# How to view a movie from your PC to your tv??



## Joman423 (Aug 29, 2006)

Hi there everyone,

Okay I was wondering on how do I hook up my computer to view a DVD onto my tv? Someone told me that I need a S-VIDEO input inorder to do this, are these's information correct? I also have S-VIDEO input as well on my videocard on my PC and I don't quite know on how to make this work.. Can someone please help me out with this if its possible? Please provide me with full detailed information on this if you can thanks


----------



## kilowatt1 (Oct 27, 2001)

HERE is a link that has pretty good step by step instructions.


----------



## Joman423 (Aug 29, 2006)

kilowatt1 said:


> HERE is a link that has pretty good step by step instructions.


kilowatt1;

Say I forgot to tell you that I also have a Bell Express VU Satiltight reseaver.. and What I would like to know is will this still let me view the dvd movie from my computer? Or does it need to be connected to the TV??


----------



## jackdw (Jul 1, 2005)

I have a TV out port on my graphics card. I did this:
1. Connected the s-video to composite converter to the graphics card.
2. Connected the composite cable to the TV.
3. Set the TV to AV (to pick up the computer's signal)
4. Re-booted to initialise the TV
5. Used my graphics card software to set the TV to a 'clone' if the monitor (d-sub)
6. Started the film full screen
7. Turned of the monitor

Pretty simple really. For me anyway...


----------



## Joman423 (Aug 29, 2006)

jackdw;

Just to let you know that the tv that is pretty old which does not have any RCA's does that matter? The only one that has both RCA's & S-Video is the reseaver..

So what I would like to know is what do I use to connect from the tv to the computer? since it does not have RCA's or S-video ports?

Say do you have any diragrams of what you are talking about by any chance? See my video card does have S-video and a projecter & the main monitor connector as well. the only thing that I don't have is S-video in on eather one.... Does it matter if its a in nor out? for the S-video?


----------



## thecoalman (Mar 6, 2006)

Joman423 said:


> Does it matter if its a in nor out?


Unless it's a VIVO card it's "out" only which is what you need to hook it to your TV or other device.

You said you had a receiver with S-Video? If it S-Video "IN" then hook it to that and send the signal to your TV. FYI S-Video is video only, no audio.

Whatevre the case you need something with S-video in or an adapter that will covert it to whatever inputs you do have.


----------



## cwwozniak (Nov 29, 2005)

» **SOURCE MATERIAL**
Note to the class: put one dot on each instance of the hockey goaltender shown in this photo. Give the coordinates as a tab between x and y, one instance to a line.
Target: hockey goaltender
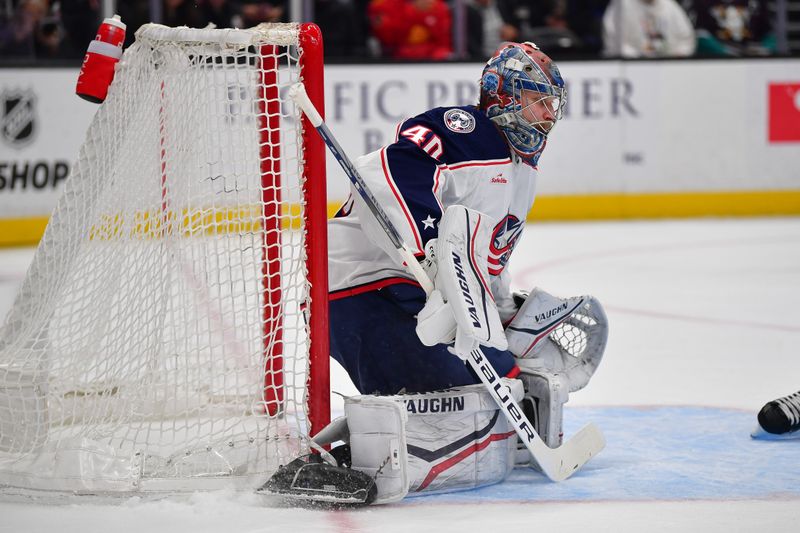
456	186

» **EXERCISE**
Answer these questions about the forum thread on watching a movie from a PC on a TV:
1. What brand of receiver does Joman423 say he also has?
2. In jackdw's steps, what input was the TV set to?
3. According to thecoalman, what does S-Video not carry?

» **TASK RESULT**
1. Bell Express VU
2. AV
3. Audio